[Records from a point labeling set]
◇ ◇ ◇ ◇ ◇ ◇ ◇

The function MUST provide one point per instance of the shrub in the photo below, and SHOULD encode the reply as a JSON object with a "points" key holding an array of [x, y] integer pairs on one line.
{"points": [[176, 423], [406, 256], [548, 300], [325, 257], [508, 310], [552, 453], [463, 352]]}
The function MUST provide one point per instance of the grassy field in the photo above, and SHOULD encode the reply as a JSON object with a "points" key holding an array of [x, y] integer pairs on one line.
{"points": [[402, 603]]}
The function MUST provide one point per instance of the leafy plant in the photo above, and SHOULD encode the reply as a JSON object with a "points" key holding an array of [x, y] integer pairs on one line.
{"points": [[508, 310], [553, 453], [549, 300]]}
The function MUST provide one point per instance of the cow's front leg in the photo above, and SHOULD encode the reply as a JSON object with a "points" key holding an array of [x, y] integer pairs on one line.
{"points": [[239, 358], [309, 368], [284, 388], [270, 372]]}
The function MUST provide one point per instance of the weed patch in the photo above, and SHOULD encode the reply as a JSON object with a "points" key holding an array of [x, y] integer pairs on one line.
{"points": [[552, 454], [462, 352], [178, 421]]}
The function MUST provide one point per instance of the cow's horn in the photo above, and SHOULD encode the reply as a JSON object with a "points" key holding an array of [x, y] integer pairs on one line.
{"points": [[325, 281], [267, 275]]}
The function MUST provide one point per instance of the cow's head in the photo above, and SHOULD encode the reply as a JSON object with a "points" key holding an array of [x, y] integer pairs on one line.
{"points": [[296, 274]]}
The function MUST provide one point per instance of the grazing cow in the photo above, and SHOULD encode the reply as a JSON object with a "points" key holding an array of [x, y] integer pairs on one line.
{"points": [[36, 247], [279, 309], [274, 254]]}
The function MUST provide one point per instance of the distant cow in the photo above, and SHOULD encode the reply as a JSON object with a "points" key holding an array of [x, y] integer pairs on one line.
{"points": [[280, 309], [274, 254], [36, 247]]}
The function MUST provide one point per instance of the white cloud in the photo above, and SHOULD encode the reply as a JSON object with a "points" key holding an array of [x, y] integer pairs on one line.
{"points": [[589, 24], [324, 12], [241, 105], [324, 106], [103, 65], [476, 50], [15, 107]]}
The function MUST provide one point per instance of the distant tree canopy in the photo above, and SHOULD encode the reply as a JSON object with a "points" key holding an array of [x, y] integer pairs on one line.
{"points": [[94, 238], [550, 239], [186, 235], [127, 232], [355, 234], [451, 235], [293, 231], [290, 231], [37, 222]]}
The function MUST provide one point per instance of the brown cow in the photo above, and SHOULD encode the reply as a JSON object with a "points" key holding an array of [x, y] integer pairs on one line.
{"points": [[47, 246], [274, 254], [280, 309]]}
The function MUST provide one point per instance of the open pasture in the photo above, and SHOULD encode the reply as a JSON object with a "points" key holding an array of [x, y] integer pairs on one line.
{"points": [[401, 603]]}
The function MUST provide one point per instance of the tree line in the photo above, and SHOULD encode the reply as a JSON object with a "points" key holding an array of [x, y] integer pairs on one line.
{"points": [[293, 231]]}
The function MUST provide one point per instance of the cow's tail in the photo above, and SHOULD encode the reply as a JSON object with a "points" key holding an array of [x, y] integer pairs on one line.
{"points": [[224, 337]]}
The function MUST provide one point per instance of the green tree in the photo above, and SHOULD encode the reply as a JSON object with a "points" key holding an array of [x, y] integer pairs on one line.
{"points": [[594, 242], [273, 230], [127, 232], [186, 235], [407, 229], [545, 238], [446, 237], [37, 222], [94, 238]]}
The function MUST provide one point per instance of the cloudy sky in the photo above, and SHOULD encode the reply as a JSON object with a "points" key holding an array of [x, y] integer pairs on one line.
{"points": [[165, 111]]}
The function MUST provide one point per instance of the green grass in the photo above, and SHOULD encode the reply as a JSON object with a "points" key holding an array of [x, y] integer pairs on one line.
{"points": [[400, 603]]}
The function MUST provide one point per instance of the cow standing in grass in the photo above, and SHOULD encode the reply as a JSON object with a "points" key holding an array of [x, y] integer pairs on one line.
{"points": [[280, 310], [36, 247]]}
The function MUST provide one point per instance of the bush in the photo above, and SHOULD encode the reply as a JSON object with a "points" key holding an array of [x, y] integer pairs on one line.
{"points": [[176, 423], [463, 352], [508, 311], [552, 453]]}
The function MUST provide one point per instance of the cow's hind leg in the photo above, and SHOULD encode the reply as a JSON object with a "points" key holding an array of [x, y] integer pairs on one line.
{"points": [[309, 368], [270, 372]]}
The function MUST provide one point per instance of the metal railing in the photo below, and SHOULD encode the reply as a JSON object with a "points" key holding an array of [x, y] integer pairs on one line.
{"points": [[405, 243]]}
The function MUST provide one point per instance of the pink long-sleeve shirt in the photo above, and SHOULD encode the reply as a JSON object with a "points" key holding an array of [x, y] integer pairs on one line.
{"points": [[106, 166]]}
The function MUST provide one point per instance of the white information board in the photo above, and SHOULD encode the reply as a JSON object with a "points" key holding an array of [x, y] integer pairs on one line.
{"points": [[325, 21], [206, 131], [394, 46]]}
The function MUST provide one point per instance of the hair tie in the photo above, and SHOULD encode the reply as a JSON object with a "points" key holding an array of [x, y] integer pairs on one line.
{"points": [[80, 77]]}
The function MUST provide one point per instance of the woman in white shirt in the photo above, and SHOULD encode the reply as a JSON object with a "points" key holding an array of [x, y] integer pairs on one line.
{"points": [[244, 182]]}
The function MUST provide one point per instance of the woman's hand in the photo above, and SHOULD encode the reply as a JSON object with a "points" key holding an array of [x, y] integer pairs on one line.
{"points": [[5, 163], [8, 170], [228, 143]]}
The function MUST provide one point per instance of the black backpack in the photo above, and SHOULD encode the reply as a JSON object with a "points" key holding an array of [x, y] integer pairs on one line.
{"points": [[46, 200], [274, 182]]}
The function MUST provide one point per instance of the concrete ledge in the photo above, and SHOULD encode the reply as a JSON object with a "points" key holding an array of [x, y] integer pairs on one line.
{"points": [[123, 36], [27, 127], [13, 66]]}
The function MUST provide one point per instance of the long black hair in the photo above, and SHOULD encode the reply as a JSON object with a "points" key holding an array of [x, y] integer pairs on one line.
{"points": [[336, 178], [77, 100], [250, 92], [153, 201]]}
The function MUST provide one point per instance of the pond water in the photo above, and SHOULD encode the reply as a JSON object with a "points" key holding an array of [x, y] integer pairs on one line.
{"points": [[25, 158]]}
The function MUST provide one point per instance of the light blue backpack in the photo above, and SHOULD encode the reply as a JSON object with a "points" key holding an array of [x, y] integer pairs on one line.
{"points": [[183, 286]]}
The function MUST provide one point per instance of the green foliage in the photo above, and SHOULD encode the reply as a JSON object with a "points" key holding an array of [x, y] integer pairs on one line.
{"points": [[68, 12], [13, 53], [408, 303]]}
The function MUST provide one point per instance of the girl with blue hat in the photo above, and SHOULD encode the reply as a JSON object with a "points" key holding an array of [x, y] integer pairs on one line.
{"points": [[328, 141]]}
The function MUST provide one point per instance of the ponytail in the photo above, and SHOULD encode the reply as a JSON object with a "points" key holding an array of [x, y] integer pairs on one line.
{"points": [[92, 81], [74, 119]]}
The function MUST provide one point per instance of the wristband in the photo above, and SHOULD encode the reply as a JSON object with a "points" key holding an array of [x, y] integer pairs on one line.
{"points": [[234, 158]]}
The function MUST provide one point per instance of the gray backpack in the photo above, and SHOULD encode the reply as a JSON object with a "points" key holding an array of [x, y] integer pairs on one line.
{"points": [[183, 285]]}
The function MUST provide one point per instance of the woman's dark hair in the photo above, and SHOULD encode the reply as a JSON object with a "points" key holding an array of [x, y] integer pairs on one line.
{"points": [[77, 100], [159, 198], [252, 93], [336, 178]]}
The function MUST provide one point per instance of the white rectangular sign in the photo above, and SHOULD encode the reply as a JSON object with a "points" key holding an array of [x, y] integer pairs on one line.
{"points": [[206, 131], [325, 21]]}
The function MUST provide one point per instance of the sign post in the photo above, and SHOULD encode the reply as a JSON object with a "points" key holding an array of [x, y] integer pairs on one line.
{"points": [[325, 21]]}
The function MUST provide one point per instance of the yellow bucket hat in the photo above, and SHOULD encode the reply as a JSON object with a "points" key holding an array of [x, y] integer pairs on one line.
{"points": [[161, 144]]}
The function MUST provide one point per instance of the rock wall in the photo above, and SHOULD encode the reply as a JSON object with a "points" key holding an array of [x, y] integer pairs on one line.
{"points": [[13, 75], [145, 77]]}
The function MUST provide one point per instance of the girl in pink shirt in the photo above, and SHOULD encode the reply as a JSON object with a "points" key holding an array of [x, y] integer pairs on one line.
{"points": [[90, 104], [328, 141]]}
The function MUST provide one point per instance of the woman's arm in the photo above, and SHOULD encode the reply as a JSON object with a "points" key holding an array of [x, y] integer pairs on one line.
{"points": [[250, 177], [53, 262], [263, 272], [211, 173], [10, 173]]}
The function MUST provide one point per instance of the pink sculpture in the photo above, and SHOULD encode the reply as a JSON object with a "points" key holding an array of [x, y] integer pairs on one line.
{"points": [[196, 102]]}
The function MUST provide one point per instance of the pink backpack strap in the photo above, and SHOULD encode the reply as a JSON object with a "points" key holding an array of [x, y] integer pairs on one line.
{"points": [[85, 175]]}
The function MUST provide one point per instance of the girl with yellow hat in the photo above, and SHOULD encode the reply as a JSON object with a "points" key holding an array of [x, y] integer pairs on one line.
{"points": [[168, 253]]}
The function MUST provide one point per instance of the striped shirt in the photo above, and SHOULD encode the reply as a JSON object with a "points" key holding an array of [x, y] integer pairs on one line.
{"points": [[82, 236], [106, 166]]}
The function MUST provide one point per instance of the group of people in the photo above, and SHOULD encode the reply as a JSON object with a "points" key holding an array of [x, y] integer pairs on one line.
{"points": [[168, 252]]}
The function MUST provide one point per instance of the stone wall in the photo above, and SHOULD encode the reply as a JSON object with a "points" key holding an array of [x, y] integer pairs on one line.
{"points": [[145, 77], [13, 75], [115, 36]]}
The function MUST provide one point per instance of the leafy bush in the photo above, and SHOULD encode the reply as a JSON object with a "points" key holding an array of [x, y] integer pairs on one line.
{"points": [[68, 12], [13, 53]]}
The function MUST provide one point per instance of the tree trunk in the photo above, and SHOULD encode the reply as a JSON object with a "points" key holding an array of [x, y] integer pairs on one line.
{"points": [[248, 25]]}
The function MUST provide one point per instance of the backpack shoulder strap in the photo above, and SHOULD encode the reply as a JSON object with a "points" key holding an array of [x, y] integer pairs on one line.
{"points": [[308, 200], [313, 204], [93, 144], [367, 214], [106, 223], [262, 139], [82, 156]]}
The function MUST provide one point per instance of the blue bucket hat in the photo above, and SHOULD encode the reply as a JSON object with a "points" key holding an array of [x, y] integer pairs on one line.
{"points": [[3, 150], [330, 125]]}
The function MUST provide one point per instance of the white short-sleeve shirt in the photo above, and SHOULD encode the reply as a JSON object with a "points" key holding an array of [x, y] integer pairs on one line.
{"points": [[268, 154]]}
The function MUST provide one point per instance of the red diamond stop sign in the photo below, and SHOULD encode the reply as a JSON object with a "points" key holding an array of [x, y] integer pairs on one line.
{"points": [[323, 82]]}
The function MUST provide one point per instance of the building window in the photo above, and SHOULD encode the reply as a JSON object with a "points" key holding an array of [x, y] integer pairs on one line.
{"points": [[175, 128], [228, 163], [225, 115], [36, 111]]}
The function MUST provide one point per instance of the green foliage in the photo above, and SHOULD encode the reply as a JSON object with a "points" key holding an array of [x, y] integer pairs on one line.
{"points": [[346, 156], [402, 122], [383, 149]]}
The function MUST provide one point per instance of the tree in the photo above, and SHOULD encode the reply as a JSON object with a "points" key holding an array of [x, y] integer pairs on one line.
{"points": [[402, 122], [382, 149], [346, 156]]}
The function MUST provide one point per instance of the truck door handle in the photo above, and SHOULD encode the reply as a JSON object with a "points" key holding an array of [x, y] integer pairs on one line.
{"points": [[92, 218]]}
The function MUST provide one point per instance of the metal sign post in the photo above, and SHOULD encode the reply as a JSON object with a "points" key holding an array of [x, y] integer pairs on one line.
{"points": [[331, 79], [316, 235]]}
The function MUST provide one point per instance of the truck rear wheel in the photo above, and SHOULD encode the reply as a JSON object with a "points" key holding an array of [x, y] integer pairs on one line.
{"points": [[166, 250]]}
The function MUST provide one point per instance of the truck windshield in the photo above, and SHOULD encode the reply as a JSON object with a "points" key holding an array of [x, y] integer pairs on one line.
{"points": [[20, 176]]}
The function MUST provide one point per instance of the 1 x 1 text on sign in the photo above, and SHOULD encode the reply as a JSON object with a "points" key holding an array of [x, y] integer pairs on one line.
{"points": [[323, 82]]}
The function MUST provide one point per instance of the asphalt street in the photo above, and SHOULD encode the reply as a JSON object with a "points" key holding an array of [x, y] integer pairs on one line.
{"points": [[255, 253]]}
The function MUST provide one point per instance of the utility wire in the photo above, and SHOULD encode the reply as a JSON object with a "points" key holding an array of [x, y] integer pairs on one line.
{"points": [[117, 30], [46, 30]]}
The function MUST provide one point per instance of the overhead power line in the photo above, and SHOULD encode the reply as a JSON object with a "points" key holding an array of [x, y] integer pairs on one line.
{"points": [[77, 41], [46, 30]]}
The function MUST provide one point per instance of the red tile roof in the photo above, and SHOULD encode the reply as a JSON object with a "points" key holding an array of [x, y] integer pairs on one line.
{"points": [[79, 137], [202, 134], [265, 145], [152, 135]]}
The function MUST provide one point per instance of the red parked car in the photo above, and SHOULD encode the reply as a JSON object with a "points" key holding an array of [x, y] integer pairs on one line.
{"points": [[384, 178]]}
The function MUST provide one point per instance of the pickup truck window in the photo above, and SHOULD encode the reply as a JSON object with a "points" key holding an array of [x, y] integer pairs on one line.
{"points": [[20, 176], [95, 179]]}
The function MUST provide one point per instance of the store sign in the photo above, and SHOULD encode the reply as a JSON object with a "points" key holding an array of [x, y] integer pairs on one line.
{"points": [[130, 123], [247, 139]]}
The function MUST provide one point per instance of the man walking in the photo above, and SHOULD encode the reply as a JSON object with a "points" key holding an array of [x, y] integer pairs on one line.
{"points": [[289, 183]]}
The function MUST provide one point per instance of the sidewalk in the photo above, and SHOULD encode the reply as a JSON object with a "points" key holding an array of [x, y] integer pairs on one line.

◇ ◇ ◇ ◇ ◇ ◇ ◇

## Written request
Repeat the lines from the one containing "The function MUST provide one point per instance of the overhead" through the end of the listing, exactly and without any other lines; both ends are included.

## Response to the exercise
The function MUST provide one point per instance of the overhead power line in the photo above, and SHOULD encode the reply as a JSON object with a "points" key holding an array of [x, y] integer pairs on one line.
{"points": [[77, 41], [46, 30]]}
The function MUST provide one point per instance of the red tile roof in the photo above, and SHOULD encode the reply as a JSON object with a "points" key holding an array of [x, y] integer pairs on one line.
{"points": [[79, 137], [202, 134], [265, 145], [152, 135]]}
The function MUST provide one point per instance of the red parked car in the photo above, and SHOULD encode the reply as a JSON object with a "points" key holding an array of [x, y] integer pairs on one line.
{"points": [[384, 178]]}
The function MUST provide one point per instance of the pickup truck window in the photo above, and SHOULD encode the reply as a JSON object with a "points" key holding an array of [x, y] integer pairs on one line.
{"points": [[20, 176], [95, 179]]}
The function MUST provide one point per instance of the store sign in the photo above, and SHOULD encode the reply as a JSON object with a "points" key holding an array of [x, y] integer pairs on one line.
{"points": [[130, 123], [247, 139]]}
The function MUST provide one point per instance of the man walking in the photo above, and SHOULD encode the reply as a JSON object with a "points" key holding an array of [x, y] integer pairs on one line.
{"points": [[289, 183]]}
The function MUST provide one point per instance of the sidewalk in the photo above, and SHOULD encode the reply as a JSON object with a "points" key holding an array of [x, y] integer pairs on one line.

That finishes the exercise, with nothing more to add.